• _Source passage_
━━━━━━━━━━

THE IMPERSONALITY OF SEX
It is necessary to lay some stress on these points, because few realize the extent to which we proceed on the assumption that marriage is a short cut to perfect and permanent intimacy and affection. But there is a still more unworkable assumption which must be discarded before discussions of marriage can get into any sort of touch with the facts of life. That assumption is that the specific relation which marriage authorizes between the parties is the most intimate and personal of human relations, and embraces all the other high human relations. Now this is violently untrue. Every adult knows that the relation in question can and does exist between entire strangers, different in language, color, tastes, class, civilization, morals, religion, character: in everything, in short, except their bodily homology and the reproductive appetite common to all living organisms. Even hatred, cruelty, and contempt are not incompatible with it; and jealousy and murder are as near to it as affectionate friendship. It is true that it is a relation beset with wildly extravagant illusions for inexperienced people, and that even the most experienced people have not always sufficient analytic faculty to disentangle it from the sentiments, sympathetic or abhorrent, which may spring up through the other relations which are compulsorily attached to it by our laws, or sentimentally associated with it in romance. But the fact remains that the most disastrous marriages are those founded exclusively on it, and the most successful those in which it has been least considered, and in which the decisive considerations have had nothing to do with sex, such as liking, money, congeniality of tastes, similarity of habits, suitability of class, &c., &c.

━━━━━━━━━━

• _Dataset rows_
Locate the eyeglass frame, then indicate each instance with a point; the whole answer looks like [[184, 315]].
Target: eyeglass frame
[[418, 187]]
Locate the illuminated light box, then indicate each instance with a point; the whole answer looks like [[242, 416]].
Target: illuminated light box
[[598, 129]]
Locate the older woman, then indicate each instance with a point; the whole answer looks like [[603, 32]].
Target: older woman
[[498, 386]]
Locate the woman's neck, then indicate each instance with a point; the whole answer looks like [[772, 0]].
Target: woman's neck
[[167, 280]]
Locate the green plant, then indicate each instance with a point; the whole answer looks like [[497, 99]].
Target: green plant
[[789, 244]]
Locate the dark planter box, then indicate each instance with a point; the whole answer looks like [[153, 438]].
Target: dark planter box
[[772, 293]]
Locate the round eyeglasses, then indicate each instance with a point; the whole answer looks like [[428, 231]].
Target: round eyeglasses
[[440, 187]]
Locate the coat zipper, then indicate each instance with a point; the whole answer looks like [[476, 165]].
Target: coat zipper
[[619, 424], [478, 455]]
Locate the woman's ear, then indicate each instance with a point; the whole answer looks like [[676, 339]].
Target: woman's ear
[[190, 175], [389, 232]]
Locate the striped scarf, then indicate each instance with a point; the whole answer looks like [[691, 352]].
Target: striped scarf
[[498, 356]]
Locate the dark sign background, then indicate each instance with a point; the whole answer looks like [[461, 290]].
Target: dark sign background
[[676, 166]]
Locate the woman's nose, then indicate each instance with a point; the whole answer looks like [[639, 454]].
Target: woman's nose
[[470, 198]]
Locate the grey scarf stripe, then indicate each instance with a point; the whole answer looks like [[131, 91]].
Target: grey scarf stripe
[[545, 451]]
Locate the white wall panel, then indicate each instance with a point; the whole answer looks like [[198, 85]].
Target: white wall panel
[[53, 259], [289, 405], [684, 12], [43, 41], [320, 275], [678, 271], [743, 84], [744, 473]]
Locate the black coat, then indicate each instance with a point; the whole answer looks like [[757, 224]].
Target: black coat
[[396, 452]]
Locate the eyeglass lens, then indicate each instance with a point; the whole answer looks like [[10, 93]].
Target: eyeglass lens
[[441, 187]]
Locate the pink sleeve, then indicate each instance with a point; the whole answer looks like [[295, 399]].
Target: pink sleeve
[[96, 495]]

━━━━━━━━━━

• _Work to complete_
Quote the passage headed "The Impersonality of Sex" above in full, word for word.

• _Full output_
THE IMPERSONALITY OF SEX
It is necessary to lay some stress on these points, because few realize the extent to which we proceed on the assumption that marriage is a short cut to perfect and permanent intimacy and affection. But there is a still more unworkable assumption which must be discarded before discussions of marriage can get into any sort of touch with the facts of life. That assumption is that the specific relation which marriage authorizes between the parties is the most intimate and personal of human relations, and embraces all the other high human relations. Now this is violently untrue. Every adult knows that the relation in question can and does exist between entire strangers, different in language, color, tastes, class, civilization, morals, religion, character: in everything, in short, except their bodily homology and the reproductive appetite common to all living organisms. Even hatred, cruelty, and contempt are not incompatible with it; and jealousy and murder are as near to it as affectionate friendship. It is true that it is a relation beset with wildly extravagant illusions for inexperienced people, and that even the most experienced people have not always sufficient analytic faculty to disentangle it from the sentiments, sympathetic or abhorrent, which may spring up through the other relations which are compulsorily attached to it by our laws, or sentimentally associated with it in romance. But the fact remains that the most disastrous marriages are those founded exclusively on it, and the most successful those in which it has been least considered, and in which the decisive considerations have had nothing to do with sex, such as liking, money, congeniality of tastes, similarity of habits, suitability of class, &c., &c.